Say how many lines in the rows below contain the string "paved". Reply with the number alone.

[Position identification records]
>> start

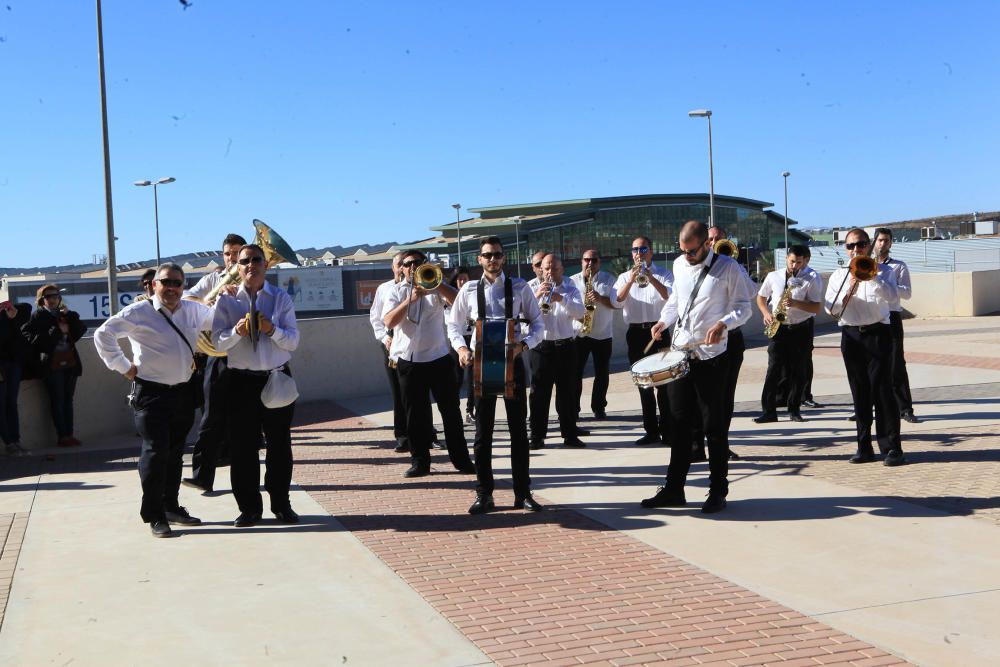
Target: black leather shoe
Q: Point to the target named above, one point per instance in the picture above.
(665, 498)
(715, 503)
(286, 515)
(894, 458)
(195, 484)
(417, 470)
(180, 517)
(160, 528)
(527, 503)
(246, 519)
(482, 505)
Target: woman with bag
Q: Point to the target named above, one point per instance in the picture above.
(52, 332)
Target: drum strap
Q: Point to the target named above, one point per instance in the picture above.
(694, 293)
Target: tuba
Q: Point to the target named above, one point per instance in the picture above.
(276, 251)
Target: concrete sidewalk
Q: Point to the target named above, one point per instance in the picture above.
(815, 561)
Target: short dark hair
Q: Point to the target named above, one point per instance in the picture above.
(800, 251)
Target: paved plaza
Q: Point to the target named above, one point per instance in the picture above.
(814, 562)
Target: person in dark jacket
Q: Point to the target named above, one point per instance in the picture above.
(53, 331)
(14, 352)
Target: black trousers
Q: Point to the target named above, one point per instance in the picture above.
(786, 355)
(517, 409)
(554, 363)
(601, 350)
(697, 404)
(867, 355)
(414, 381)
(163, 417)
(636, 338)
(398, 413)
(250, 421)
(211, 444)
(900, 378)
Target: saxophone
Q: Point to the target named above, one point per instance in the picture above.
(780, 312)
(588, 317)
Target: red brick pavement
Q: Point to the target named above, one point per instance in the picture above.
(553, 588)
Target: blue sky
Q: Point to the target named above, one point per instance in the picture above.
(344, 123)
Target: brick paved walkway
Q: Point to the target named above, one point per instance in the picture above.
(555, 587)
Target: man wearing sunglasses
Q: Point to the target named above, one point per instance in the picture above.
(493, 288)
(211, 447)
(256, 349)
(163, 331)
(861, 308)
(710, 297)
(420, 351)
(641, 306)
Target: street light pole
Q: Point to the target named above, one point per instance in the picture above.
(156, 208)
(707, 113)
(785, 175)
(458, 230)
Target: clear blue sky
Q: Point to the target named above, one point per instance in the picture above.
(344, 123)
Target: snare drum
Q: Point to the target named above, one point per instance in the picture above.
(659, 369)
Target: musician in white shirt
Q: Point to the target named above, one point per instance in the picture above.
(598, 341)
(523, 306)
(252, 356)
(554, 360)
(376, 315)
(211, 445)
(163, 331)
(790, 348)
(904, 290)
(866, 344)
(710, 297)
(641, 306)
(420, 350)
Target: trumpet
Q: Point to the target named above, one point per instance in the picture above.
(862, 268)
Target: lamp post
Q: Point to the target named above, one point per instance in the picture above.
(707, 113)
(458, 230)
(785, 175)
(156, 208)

>> end
>> start

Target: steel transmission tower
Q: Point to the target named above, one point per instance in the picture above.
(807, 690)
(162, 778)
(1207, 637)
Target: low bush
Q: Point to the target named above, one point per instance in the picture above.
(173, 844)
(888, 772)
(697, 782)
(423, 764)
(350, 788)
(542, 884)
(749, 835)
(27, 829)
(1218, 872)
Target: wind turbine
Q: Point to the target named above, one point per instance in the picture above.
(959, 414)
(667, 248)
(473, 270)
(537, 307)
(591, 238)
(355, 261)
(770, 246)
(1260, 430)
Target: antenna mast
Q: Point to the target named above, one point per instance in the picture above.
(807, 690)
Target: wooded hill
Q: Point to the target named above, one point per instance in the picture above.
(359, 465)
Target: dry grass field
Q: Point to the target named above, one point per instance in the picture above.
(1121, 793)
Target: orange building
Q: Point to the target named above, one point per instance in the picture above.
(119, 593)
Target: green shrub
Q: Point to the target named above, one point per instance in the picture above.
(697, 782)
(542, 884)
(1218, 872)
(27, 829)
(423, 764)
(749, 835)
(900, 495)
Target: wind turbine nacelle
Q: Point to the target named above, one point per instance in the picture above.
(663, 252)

>> end

*ANSWER FOR THIS EXERCISE:* 2